# Short exercise
Print the rows below without any change, beginning with the line that contains "Thank you for the photo. Could you indicate the tree" and continuing through the line that contains "<point>395,277</point>", both included.
· · · · · · ·
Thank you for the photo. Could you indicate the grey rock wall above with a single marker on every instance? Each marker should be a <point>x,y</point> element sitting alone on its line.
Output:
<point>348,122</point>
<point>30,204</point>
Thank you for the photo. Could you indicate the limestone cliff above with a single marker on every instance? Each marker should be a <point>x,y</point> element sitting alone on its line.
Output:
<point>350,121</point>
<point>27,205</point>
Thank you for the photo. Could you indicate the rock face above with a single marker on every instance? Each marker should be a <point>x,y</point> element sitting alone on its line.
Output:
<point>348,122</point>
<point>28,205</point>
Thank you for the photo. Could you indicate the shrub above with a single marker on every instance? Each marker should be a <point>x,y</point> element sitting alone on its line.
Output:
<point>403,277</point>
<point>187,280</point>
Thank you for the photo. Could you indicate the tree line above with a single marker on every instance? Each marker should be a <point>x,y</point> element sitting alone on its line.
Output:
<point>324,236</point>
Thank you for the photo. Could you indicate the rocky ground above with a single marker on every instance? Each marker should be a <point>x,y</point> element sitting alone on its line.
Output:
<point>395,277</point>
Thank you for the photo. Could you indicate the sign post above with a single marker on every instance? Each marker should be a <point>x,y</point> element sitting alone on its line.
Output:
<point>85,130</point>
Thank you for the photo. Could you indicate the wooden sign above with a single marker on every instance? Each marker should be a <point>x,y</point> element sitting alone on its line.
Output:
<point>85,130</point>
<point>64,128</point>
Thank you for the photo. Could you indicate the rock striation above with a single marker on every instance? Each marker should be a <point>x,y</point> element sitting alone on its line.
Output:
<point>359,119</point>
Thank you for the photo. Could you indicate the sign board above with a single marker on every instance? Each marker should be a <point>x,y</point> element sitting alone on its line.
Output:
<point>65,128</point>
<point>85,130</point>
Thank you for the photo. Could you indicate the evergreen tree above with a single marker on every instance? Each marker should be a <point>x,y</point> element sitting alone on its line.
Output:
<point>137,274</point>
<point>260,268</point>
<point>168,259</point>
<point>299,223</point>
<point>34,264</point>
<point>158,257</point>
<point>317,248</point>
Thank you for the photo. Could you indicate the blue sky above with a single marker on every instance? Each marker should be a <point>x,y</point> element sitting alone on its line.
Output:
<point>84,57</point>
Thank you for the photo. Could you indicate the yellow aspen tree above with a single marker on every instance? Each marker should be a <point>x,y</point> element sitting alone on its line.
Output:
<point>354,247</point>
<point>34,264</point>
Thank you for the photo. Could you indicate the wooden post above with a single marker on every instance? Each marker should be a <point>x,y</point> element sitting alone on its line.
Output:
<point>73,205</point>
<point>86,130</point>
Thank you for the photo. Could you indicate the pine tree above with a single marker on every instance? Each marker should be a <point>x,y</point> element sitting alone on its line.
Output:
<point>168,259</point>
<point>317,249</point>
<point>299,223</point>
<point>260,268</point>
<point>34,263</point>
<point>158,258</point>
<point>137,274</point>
· · · · · · ·
# Problem solution
Thank you for the photo. Could you indicate the tree line above with a single marker on every instance? Each marker should be a <point>x,y</point> element sitting alone on its line.
Output:
<point>324,236</point>
Thank you for the photo. Could you indicate the rocky ground above with a single marker on every instance? Each marker should be a <point>x,y</point> element sitting alone on its line.
Output:
<point>395,277</point>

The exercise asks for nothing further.